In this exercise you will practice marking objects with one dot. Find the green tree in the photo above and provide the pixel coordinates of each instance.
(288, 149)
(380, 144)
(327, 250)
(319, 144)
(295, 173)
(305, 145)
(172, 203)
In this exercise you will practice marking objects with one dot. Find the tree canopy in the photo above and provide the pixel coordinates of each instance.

————————

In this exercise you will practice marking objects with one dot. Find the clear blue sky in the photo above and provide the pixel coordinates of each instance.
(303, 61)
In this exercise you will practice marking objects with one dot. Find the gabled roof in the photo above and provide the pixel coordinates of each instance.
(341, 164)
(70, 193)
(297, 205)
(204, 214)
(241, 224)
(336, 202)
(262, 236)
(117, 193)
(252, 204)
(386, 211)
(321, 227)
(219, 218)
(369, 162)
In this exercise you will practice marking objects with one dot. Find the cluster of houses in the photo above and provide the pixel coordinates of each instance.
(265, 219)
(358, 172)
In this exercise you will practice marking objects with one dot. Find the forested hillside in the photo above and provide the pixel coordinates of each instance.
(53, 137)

————————

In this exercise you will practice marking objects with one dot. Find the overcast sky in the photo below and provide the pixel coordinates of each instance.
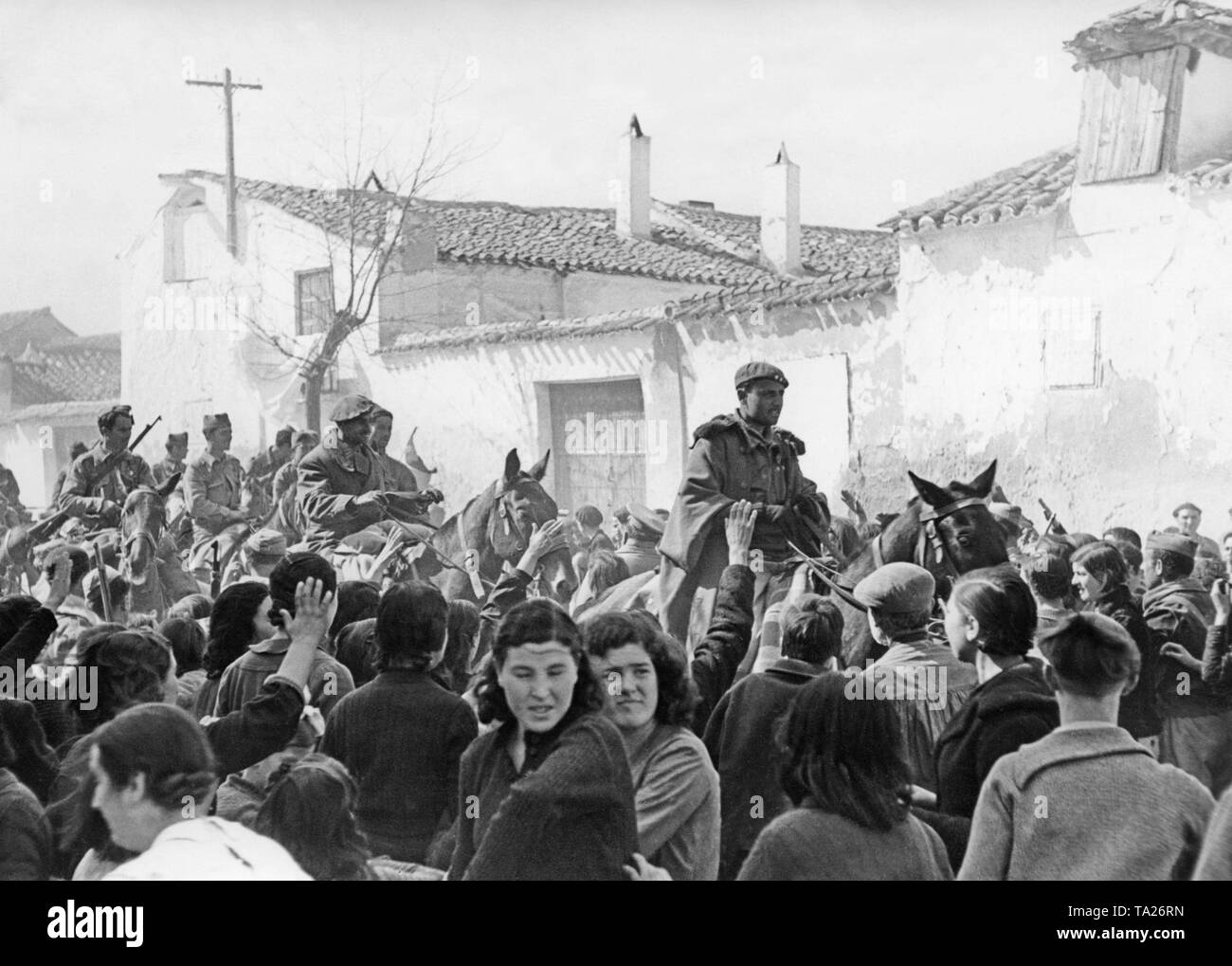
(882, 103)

————————

### What to produce
Report each line of the items above in which the word "tree" appears.

### Exercise answer
In this exercise you will practice marking objects with one dot. Find the green tree in the photo above and provide the pixel coordinates of each instance.
In this exercise you will practice marking objects with one dot. Find the tree canopy in the photo above and provide the pixel coordinates of each instance.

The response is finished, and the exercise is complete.